Your instructions: State how many lines in the material contain the word "white", and give only that number.

^^^^^^^^^^^^^^^^

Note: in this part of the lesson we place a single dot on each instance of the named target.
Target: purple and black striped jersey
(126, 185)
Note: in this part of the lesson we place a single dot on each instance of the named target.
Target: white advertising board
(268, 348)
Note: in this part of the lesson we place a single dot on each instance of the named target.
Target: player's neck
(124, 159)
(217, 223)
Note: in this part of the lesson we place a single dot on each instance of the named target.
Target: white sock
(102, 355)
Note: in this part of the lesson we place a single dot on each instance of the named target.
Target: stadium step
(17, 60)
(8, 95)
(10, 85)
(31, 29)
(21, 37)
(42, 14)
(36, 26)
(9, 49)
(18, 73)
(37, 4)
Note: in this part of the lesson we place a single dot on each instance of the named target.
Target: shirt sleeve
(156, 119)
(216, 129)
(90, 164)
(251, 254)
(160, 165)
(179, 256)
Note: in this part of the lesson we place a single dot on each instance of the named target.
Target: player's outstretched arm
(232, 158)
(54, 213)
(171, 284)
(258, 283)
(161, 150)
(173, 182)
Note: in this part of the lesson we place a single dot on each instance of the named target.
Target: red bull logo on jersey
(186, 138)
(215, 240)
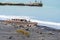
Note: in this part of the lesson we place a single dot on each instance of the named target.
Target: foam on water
(45, 23)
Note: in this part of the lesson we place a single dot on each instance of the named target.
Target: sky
(49, 12)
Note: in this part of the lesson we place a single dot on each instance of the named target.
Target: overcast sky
(49, 12)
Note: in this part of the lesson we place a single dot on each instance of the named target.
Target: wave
(44, 23)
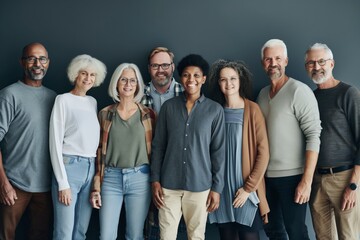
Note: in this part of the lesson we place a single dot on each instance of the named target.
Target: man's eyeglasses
(164, 66)
(42, 60)
(321, 62)
(131, 81)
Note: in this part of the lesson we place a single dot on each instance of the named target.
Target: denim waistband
(130, 170)
(75, 157)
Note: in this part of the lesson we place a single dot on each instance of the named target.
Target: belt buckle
(324, 170)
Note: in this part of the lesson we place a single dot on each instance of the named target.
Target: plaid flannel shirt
(148, 100)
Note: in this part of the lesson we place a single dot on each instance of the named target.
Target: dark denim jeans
(286, 218)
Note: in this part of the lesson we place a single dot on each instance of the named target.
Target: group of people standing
(242, 165)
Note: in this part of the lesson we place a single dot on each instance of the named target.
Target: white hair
(83, 62)
(320, 46)
(113, 92)
(273, 43)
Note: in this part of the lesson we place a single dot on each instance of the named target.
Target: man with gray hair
(335, 196)
(162, 86)
(25, 167)
(292, 118)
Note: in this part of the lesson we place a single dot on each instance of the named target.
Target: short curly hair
(82, 62)
(193, 60)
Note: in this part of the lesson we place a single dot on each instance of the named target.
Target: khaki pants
(192, 205)
(325, 206)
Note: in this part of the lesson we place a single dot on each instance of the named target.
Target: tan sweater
(255, 154)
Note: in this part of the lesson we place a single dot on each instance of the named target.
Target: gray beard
(31, 76)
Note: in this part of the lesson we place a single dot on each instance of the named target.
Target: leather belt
(333, 170)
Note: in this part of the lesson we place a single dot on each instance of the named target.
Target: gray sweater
(340, 116)
(24, 135)
(293, 125)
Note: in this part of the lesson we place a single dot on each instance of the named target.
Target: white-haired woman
(122, 164)
(74, 138)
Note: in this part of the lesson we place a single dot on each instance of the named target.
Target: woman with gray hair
(73, 139)
(243, 206)
(122, 164)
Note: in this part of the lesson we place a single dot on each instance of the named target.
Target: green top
(126, 145)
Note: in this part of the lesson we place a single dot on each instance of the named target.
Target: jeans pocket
(145, 169)
(68, 159)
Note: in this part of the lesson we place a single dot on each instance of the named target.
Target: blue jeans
(286, 218)
(131, 185)
(71, 222)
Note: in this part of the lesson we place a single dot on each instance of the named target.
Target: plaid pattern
(106, 116)
(147, 99)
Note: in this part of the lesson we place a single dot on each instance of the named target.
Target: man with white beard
(25, 167)
(293, 125)
(162, 86)
(335, 193)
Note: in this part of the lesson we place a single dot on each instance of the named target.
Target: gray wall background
(117, 31)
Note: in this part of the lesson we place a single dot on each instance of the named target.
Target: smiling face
(229, 82)
(274, 62)
(192, 79)
(159, 76)
(85, 80)
(319, 74)
(31, 62)
(127, 83)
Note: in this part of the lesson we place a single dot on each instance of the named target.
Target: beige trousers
(325, 206)
(192, 205)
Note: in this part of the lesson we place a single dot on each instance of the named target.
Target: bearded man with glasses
(162, 86)
(335, 195)
(25, 166)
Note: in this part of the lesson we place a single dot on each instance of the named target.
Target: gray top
(188, 149)
(293, 126)
(126, 145)
(340, 115)
(24, 135)
(233, 175)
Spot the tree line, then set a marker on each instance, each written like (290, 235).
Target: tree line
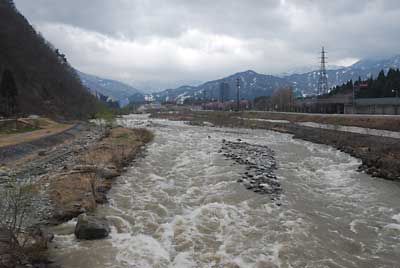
(8, 95)
(383, 86)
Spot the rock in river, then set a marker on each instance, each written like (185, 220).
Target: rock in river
(91, 228)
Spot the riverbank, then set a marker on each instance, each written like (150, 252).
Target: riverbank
(380, 155)
(72, 178)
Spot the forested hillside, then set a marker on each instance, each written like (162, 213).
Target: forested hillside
(383, 86)
(45, 82)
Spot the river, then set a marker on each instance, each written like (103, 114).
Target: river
(181, 206)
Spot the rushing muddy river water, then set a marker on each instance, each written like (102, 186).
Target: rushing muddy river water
(181, 206)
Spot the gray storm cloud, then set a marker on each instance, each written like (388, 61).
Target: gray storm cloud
(168, 42)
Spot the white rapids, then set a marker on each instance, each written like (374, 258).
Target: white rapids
(180, 206)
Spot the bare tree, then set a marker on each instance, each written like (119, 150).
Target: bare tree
(16, 213)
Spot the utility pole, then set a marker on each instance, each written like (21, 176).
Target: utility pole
(204, 99)
(323, 77)
(238, 94)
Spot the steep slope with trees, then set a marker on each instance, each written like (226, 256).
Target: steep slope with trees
(46, 83)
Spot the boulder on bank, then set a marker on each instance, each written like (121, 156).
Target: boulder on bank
(107, 173)
(91, 228)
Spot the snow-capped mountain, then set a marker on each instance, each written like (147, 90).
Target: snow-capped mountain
(254, 84)
(116, 90)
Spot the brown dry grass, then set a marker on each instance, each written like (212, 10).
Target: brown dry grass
(74, 193)
(47, 128)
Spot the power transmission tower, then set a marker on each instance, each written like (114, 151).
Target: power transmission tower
(238, 95)
(323, 77)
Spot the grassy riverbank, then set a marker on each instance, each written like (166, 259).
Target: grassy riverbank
(68, 187)
(380, 155)
(80, 188)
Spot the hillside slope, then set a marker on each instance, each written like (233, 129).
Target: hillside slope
(46, 83)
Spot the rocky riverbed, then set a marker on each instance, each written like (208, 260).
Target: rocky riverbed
(260, 165)
(380, 156)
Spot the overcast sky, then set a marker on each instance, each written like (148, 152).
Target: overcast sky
(168, 42)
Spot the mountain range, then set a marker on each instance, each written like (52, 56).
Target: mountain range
(254, 84)
(115, 90)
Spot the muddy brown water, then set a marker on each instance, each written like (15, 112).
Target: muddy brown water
(181, 206)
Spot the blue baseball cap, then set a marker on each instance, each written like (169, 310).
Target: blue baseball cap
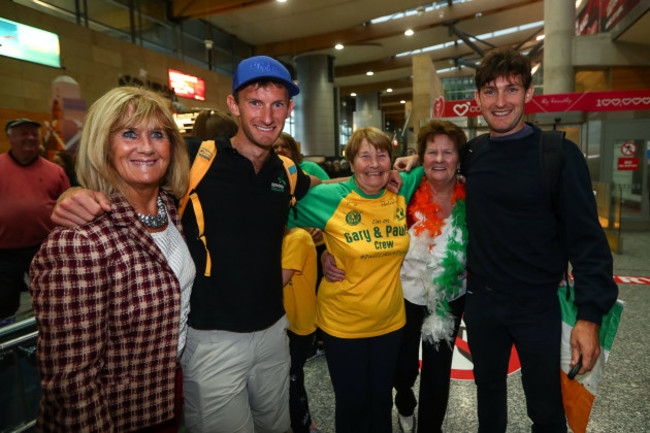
(260, 68)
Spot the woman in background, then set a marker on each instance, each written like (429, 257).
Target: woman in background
(285, 145)
(111, 297)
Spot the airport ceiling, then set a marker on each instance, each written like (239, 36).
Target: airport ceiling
(460, 31)
(298, 27)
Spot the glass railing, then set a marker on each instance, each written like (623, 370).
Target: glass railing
(20, 390)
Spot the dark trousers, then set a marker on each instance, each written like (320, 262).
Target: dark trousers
(436, 369)
(495, 322)
(14, 263)
(362, 371)
(299, 348)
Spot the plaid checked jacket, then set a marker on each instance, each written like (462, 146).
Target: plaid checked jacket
(107, 306)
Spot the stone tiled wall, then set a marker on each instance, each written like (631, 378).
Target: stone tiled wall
(95, 61)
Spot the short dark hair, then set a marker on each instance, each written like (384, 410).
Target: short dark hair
(441, 127)
(214, 124)
(503, 62)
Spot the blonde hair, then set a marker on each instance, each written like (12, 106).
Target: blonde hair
(375, 137)
(118, 109)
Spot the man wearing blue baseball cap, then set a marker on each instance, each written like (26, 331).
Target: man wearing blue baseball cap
(236, 360)
(236, 363)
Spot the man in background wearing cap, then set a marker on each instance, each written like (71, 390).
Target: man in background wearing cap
(236, 361)
(29, 187)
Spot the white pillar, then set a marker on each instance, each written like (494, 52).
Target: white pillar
(559, 29)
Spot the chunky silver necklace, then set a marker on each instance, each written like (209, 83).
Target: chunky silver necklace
(155, 221)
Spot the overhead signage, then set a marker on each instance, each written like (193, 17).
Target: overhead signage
(187, 86)
(628, 148)
(628, 164)
(29, 43)
(627, 100)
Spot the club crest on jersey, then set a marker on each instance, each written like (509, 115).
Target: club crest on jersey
(353, 218)
(278, 185)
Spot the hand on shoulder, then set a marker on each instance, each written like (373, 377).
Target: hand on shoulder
(77, 206)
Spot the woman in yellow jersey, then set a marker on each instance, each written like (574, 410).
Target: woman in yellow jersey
(362, 316)
(299, 272)
(433, 279)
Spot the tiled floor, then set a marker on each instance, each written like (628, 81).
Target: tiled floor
(622, 403)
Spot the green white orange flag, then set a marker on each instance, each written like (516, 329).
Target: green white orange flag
(578, 394)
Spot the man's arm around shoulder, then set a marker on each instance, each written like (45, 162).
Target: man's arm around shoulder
(77, 206)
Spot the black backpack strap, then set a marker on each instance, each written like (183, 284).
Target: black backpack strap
(473, 148)
(551, 160)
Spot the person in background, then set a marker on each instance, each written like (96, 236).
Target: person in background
(362, 316)
(214, 124)
(29, 188)
(210, 125)
(299, 279)
(433, 279)
(285, 145)
(111, 297)
(66, 161)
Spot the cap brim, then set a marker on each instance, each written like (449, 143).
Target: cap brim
(289, 85)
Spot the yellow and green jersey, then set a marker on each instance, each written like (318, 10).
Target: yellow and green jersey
(368, 237)
(299, 254)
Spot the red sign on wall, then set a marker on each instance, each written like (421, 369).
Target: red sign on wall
(628, 163)
(587, 101)
(187, 86)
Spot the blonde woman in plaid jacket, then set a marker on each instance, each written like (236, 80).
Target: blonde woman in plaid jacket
(111, 297)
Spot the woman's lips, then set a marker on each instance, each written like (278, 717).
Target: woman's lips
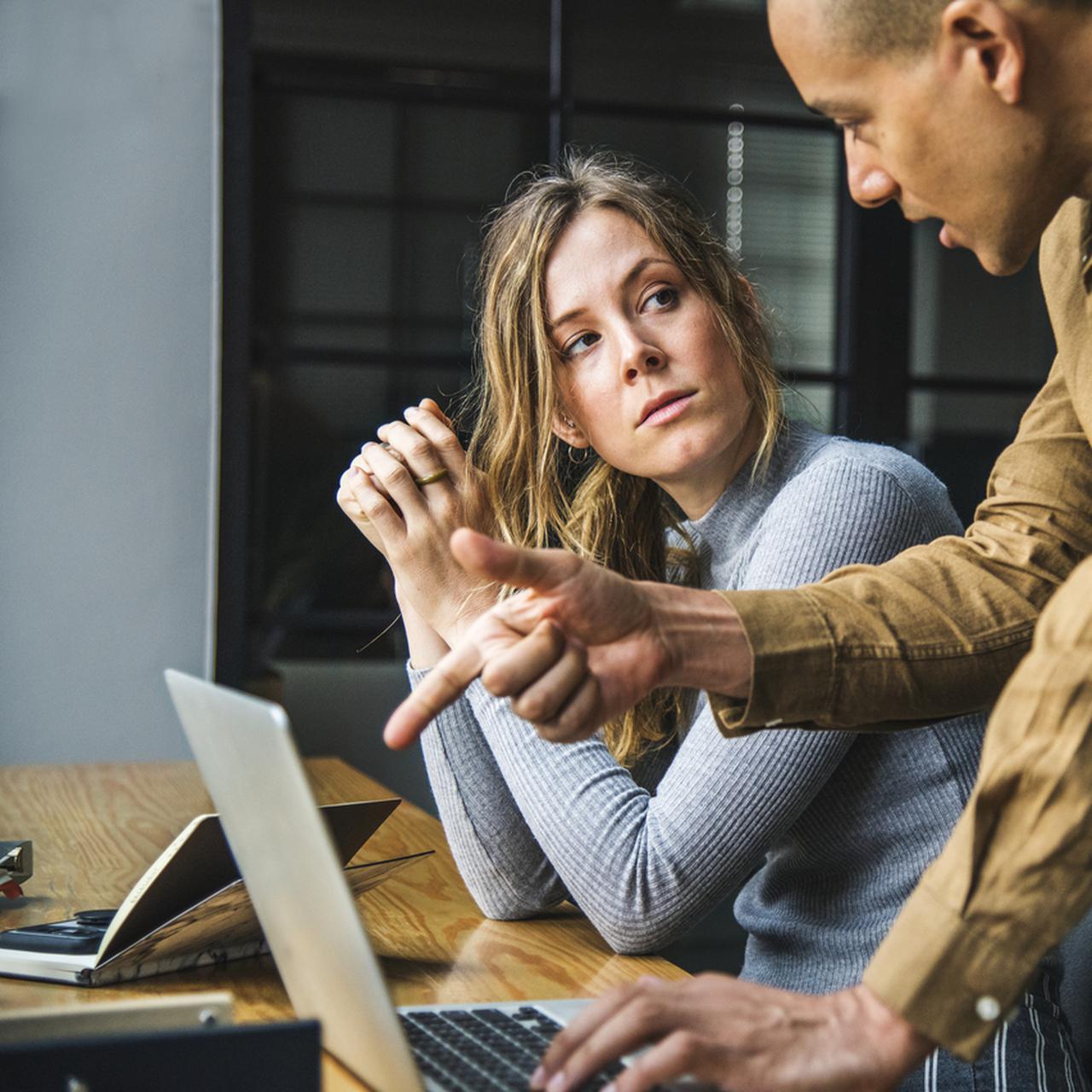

^^^^^^^^^^^^^^^^

Exercise response: 11